Task set:
1 – Answer the following questions using the linear algebra lecture notes.
(a) Who is named as the author?
(b) Which item on the list of today's goals concerns machine learning?
(c) In the vector_addition function, what color is used to plot the sum of the two vectors?
2 – According to the linear algebra lecture notes, what purpose do the functions plot_vector and vector_addition serve? Reply in one to three sentences.
3 – Carry on the linear algebra lecture notes from the point where they stop.

Excerpt provided:
* * *
Math for Data Science

Introduction to Linear Algebra

Author

Joanna Bieri
DATA100

Important Information

Today’s Goals:

  • What is Linear Algebra
  • Vectors
  • Addition, Magnitude, Scalar Multiplication, Subtraction
  • K Nearest Neighbors - Machine Learning Classification
# We will just go ahead and import all the useful packages first.
import numpy as np
import sympy as sp
import pandas as pd
import matplotlib.pyplot as plt
from mpl_toolkits.mplot3d import Axes3D

# Special Functions 
from sklearn.metrics import r2_score, mean_squared_error

## NEW
from scipy.stats import binom, beta, norm

# Functions to deal with dates
import datetime
# Some helpful functions for visualizations today
def plot_vector(vector,origin=(0, 0), color='b', label=None, lims=True):
    """Plots a vector from the origin."""
    plt.quiver(origin[0], origin[1], vector[0], vector[1], 
               angles='xy', 
               scale_units='xy', 
               scale=1, 
               color=color, 
               label=label, 
               headwidth=3, 
               headlength=4)
    if lims:
        plt.xlim(-1, vector[0]+1)
        plt.ylim(-1, vector[1]+1)
    plt.xlabel('x')
    plt.ylabel('y')
    plt.title('Vector Plot')
    plt.grid(True)

def vector_addition(v1, v2):
    """Adds two vectors and plots the result."""
    result = v1 + v2
    plot_vector(v1, color='b', label='v1')
    plot_vector(v2,origin=(v1[0],v1[1]), color='g', label='v2')
    plot_vector(result, color='r', label='v1 + v2')
    plt.legend()
    plt.title('Vector Addition')
    plt.grid(True)
    plt.show()
* * *
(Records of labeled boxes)
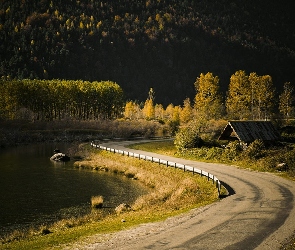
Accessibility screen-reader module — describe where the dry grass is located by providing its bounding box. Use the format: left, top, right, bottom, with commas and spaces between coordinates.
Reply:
76, 151, 218, 214
0, 145, 218, 249
91, 195, 103, 208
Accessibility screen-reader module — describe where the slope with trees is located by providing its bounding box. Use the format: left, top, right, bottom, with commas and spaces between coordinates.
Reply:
0, 0, 295, 105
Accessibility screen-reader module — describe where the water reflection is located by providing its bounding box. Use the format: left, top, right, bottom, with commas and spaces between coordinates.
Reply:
0, 143, 144, 235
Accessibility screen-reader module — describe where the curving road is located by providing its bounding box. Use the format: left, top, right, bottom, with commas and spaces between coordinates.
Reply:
66, 142, 295, 250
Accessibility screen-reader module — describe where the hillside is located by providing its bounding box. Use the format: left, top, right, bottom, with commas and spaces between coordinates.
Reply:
0, 0, 295, 105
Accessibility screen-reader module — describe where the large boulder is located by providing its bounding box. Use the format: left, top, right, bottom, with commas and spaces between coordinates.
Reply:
50, 153, 70, 162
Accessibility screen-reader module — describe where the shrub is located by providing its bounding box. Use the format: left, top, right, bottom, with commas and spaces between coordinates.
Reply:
91, 195, 103, 208
223, 141, 243, 160
244, 140, 265, 159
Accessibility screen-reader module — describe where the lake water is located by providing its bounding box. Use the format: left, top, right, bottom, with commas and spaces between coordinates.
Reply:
0, 143, 145, 236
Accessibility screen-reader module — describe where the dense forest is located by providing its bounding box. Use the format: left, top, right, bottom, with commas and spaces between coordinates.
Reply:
0, 0, 295, 105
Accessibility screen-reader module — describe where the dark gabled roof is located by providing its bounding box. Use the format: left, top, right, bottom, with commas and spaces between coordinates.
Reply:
219, 121, 280, 143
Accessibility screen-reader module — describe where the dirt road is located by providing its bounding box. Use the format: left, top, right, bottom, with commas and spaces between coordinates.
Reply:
66, 142, 295, 250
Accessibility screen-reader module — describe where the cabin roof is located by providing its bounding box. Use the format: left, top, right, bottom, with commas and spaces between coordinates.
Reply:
219, 121, 280, 143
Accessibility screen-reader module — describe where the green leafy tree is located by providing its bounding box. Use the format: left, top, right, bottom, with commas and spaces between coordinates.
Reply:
226, 70, 252, 120
279, 82, 295, 122
174, 127, 203, 150
195, 72, 223, 120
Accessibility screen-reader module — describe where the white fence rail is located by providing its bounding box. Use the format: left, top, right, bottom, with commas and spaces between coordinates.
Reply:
91, 142, 221, 195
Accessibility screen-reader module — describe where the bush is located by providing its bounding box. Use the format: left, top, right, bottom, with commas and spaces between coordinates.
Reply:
244, 140, 265, 159
174, 127, 203, 150
223, 141, 243, 160
91, 195, 103, 208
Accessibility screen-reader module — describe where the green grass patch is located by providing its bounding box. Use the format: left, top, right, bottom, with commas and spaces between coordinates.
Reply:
0, 144, 218, 249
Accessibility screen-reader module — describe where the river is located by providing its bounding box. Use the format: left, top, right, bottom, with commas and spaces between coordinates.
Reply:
0, 143, 145, 236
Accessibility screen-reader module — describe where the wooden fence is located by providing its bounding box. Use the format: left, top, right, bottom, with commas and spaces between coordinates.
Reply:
91, 142, 221, 195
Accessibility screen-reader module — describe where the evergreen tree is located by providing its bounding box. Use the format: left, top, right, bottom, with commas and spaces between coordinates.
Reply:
279, 82, 295, 122
226, 70, 252, 120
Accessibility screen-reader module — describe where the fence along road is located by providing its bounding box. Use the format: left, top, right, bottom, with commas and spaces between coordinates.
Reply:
71, 141, 295, 250
91, 142, 221, 195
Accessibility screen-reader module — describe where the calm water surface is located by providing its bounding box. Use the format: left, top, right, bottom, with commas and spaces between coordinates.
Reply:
0, 143, 145, 236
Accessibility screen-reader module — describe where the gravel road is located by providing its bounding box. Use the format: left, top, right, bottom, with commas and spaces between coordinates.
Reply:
64, 142, 295, 250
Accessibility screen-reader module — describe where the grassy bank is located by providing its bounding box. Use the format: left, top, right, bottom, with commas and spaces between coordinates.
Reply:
0, 146, 218, 249
129, 140, 295, 250
128, 140, 295, 180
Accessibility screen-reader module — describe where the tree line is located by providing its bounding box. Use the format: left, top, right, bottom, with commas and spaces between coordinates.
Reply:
124, 70, 295, 125
0, 70, 295, 125
0, 0, 295, 105
0, 79, 123, 121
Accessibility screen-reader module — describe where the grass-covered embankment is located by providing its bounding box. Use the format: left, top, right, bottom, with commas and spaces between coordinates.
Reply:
128, 140, 295, 180
1, 146, 218, 249
129, 141, 295, 250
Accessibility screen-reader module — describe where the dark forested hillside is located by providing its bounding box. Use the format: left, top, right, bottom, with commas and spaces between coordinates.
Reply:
0, 0, 295, 105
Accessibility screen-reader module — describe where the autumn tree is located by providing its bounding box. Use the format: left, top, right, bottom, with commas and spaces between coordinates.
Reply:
142, 88, 155, 120
179, 98, 193, 124
226, 70, 275, 120
226, 70, 251, 120
279, 82, 295, 122
253, 73, 275, 120
195, 72, 223, 120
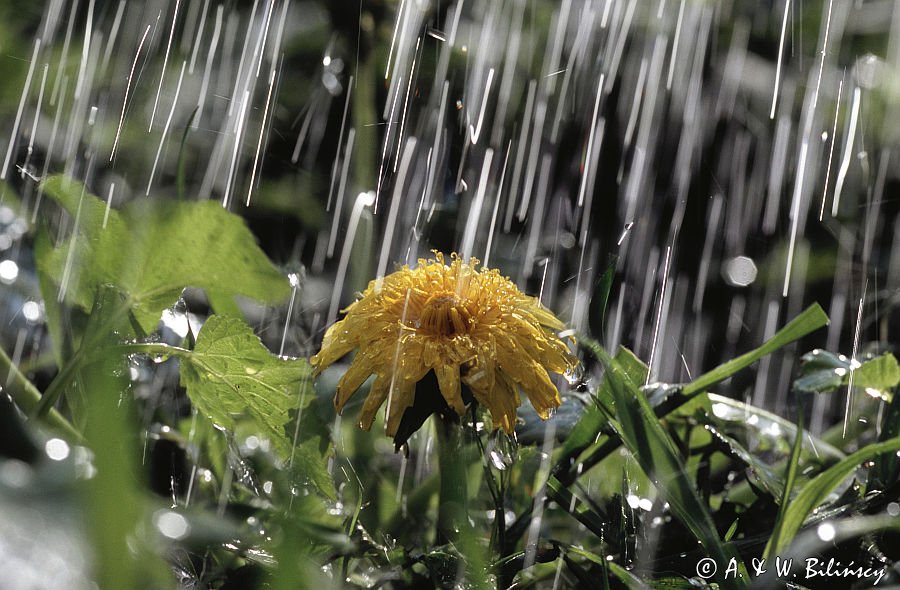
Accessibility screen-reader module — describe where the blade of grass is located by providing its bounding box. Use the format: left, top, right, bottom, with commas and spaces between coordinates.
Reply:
769, 437, 900, 554
583, 338, 747, 586
763, 398, 804, 560
682, 303, 828, 396
0, 348, 81, 442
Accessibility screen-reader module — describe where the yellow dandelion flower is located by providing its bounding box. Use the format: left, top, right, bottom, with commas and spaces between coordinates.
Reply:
311, 252, 577, 436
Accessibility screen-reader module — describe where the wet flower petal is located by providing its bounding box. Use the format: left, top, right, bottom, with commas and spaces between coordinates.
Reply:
311, 253, 578, 436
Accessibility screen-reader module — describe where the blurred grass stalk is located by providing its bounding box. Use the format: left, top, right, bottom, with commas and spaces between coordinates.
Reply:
0, 348, 82, 442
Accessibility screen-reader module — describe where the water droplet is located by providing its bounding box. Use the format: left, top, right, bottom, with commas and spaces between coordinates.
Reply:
44, 438, 69, 461
153, 510, 191, 541
563, 363, 584, 385
816, 522, 836, 541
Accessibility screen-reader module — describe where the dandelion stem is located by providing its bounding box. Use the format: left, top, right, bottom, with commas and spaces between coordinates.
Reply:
434, 412, 468, 545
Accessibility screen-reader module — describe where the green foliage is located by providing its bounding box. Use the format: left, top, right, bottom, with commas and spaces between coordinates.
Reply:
181, 316, 334, 495
794, 350, 900, 401
36, 176, 290, 332
771, 437, 900, 553
585, 340, 736, 588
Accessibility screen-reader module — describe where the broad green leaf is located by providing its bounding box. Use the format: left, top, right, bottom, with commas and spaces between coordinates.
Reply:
794, 348, 851, 393
181, 315, 333, 495
794, 349, 900, 401
847, 352, 900, 400
584, 338, 741, 588
769, 437, 900, 554
37, 176, 290, 332
683, 303, 828, 395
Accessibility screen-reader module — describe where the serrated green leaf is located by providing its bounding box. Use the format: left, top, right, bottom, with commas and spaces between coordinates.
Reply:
37, 176, 290, 332
181, 316, 333, 495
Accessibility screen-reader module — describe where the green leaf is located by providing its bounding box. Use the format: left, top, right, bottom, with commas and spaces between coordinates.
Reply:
583, 338, 746, 579
37, 176, 290, 332
794, 349, 900, 401
794, 348, 851, 393
763, 403, 805, 559
588, 256, 619, 337
562, 347, 647, 468
683, 303, 828, 395
847, 352, 900, 400
181, 315, 334, 496
769, 437, 900, 554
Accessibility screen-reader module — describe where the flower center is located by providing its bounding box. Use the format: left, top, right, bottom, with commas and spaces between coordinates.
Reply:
417, 293, 472, 338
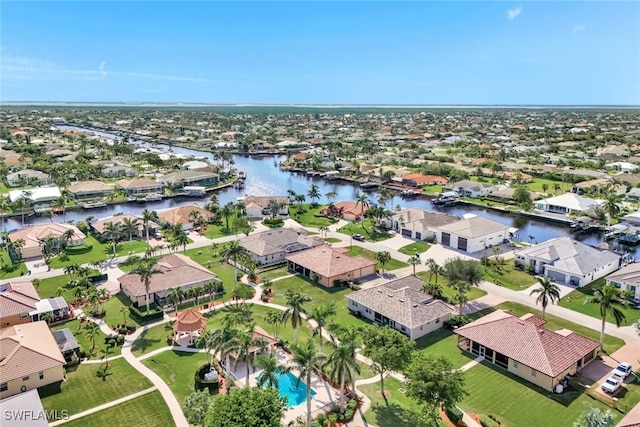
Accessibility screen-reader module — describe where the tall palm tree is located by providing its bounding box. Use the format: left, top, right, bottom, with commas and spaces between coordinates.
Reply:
309, 303, 336, 353
529, 277, 560, 319
586, 285, 626, 349
256, 354, 291, 388
325, 341, 360, 412
291, 340, 325, 427
282, 290, 311, 344
131, 258, 163, 313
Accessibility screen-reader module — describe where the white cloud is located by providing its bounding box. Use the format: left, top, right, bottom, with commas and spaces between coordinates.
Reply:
507, 6, 522, 21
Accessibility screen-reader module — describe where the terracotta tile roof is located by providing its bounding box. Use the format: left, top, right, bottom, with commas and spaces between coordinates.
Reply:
455, 310, 600, 377
0, 321, 65, 383
0, 282, 40, 318
287, 245, 376, 277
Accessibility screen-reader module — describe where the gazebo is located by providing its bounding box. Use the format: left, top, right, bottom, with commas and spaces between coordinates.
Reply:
173, 308, 207, 344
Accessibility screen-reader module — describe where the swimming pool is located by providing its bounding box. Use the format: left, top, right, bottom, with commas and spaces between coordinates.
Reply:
268, 372, 316, 408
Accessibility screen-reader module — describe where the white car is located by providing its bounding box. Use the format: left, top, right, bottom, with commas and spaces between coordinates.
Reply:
602, 376, 622, 394
611, 362, 632, 379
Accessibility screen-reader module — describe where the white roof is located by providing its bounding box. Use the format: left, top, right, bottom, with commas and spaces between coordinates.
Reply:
9, 187, 61, 202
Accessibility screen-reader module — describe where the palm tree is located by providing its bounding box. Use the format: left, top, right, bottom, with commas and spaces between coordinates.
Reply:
131, 258, 163, 313
586, 285, 626, 349
407, 255, 422, 276
529, 277, 560, 319
256, 354, 291, 388
325, 341, 360, 412
308, 303, 336, 353
282, 290, 311, 344
291, 340, 325, 427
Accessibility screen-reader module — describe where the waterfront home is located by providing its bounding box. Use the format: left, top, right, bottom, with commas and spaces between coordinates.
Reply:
115, 177, 163, 197
239, 227, 325, 266
287, 245, 376, 288
9, 222, 87, 259
383, 208, 460, 240
240, 196, 289, 218
436, 216, 509, 253
606, 263, 640, 301
514, 237, 620, 287
158, 205, 213, 231
67, 181, 114, 200
160, 170, 220, 188
535, 193, 602, 215
445, 180, 495, 199
7, 169, 52, 187
347, 276, 454, 340
454, 310, 600, 391
0, 321, 66, 399
118, 254, 220, 307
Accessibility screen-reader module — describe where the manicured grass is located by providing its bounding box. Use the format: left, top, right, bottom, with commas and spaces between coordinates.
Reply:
289, 203, 339, 228
483, 261, 537, 291
495, 302, 624, 354
142, 351, 207, 405
398, 242, 431, 256
38, 358, 152, 415
349, 246, 409, 271
558, 278, 640, 326
51, 319, 122, 359
64, 390, 175, 427
460, 362, 622, 427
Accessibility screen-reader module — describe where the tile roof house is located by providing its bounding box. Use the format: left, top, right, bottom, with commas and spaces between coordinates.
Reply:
454, 310, 600, 391
347, 276, 453, 340
118, 254, 220, 307
383, 208, 460, 240
239, 227, 325, 266
514, 237, 620, 287
287, 245, 376, 288
0, 321, 65, 399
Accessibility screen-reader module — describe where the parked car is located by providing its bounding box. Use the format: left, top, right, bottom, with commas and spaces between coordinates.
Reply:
602, 376, 622, 394
611, 362, 632, 379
* * *
Results:
1 –
(a) Joanna Bieri
(b) K Nearest Neighbors - Machine Learning Classification
(c) Red ('r')

2 – The notes describe them as helpful functions for the day's visualizations. plot_vector plots a vector from the origin, and vector_addition adds two vectors and plots the result.

3 –
    return result

def vector_subtraction(v1, v2):
    """Subtracts v2 from v1 and plots the result."""
    result = v1 - v2
    plot_vector(v1, color='b', label='v1')
    plot_vector(v2, color='g', label='v2')
    plot_vector(result,origin=(v2[0],v2[1]), color='m', label='v1 - v2')
    plt.legend()
    plt.title('Vector Subtraction')
    plt.grid(True)
    # Autoscale the axes based on the vectors
    all_x = [0, v1[0], v2[0], v1[0] - v2[0]]
    all_y = [0, v1[1], v2[1], v1[1] - v2[1]]

    min_x = min(all_x) - 1  # Add a little buffer
    max_x = max(all_x) + 1
    min_y = min(all_y) - 1
    max_y = max(all_y) + 1

    plt.xlim(min_x, max_x)
    plt.ylim(min_y, max_y)
    plt.axhline(0, color='black', linewidth=0.5)
    plt.axvline(0, color='black', linewidth=0.5)
    plt.show()
    return result

def scalar_multiplication(vector, scalar):
    """Multiplies a vector by a scalar and plots the result."""
    result = vector * scalar
    plot_vector(vector, color='b', label='v')
    plot_vector(result, color='c', label=f'{scalar} * v')
    plt.legend()
    plt.title(f'Scalar Multiplication (Scalar = {scalar})')
    plt.grid(True)
    plt.axhline(0, color='black', linewidth=0.5)
    plt.axvline(0, color='black', linewidth=0.5)
    plt.show()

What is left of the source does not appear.